Natural language region descriptions:

··········

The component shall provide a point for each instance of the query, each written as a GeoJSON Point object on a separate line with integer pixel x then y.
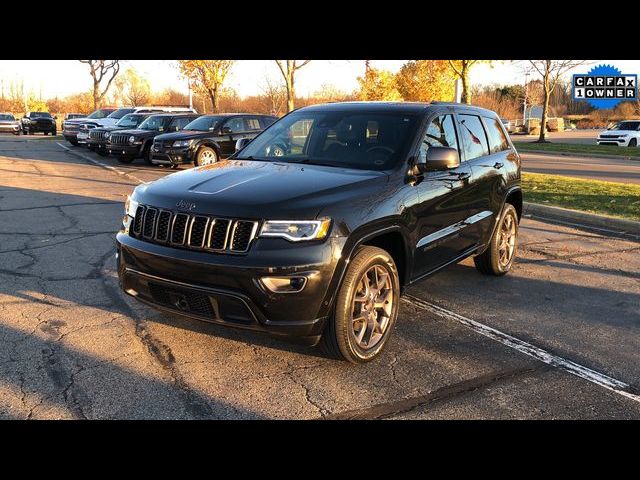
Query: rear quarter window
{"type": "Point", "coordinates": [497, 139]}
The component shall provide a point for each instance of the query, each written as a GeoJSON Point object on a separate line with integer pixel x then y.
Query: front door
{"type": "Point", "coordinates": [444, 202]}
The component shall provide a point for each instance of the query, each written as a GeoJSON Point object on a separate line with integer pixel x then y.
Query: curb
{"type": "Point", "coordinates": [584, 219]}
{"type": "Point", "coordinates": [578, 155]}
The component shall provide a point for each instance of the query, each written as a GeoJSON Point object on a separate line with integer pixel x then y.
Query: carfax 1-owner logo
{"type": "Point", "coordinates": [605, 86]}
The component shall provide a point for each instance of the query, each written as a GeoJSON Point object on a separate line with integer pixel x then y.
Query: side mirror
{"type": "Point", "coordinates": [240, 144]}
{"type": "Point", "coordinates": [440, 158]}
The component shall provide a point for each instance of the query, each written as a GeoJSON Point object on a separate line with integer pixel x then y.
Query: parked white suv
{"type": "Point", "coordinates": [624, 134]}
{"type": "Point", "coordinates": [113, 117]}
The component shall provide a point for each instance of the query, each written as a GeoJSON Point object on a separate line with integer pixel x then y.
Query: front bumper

··········

### The task
Each record above needs to be retyped exactly, without any pictures.

### Result below
The component shall provide a point for each instance of the query, each written as a GeoJSON Point object on a separate line with integer pixel x then y.
Query: rear quarter window
{"type": "Point", "coordinates": [497, 139]}
The component shall provide a point for each instance of the query, each written as a GeoJSON Point object on a separate line with integer pixel x then y.
Query: front door
{"type": "Point", "coordinates": [444, 202]}
The component shall provide a point for each instance of the query, each written as a GeoJSON Point object on a separate line with integer pixel x then y.
Query: curb
{"type": "Point", "coordinates": [584, 219]}
{"type": "Point", "coordinates": [578, 155]}
The component shall provide a point for each instance of the query, each written as a GeoJSON Point object on a separate line with integer pixel x then y.
Query: carfax 1-owner logo
{"type": "Point", "coordinates": [605, 86]}
The component shall provide a point for each instance of the query, each written as a GeoJSON Point object on a separate line with integer pixel x then y.
Query: side mirror
{"type": "Point", "coordinates": [240, 144]}
{"type": "Point", "coordinates": [440, 158]}
The component shall provide a point for each instance of the query, each written as a GeoJSON Point object on a separate line with integer pixel x then y.
Query: parked white suv
{"type": "Point", "coordinates": [624, 134]}
{"type": "Point", "coordinates": [113, 117]}
The component shall provide a point for each instance of the query, each written as a GeoJSON Point object on a separate line with integer pixel x then y.
Query: front bumper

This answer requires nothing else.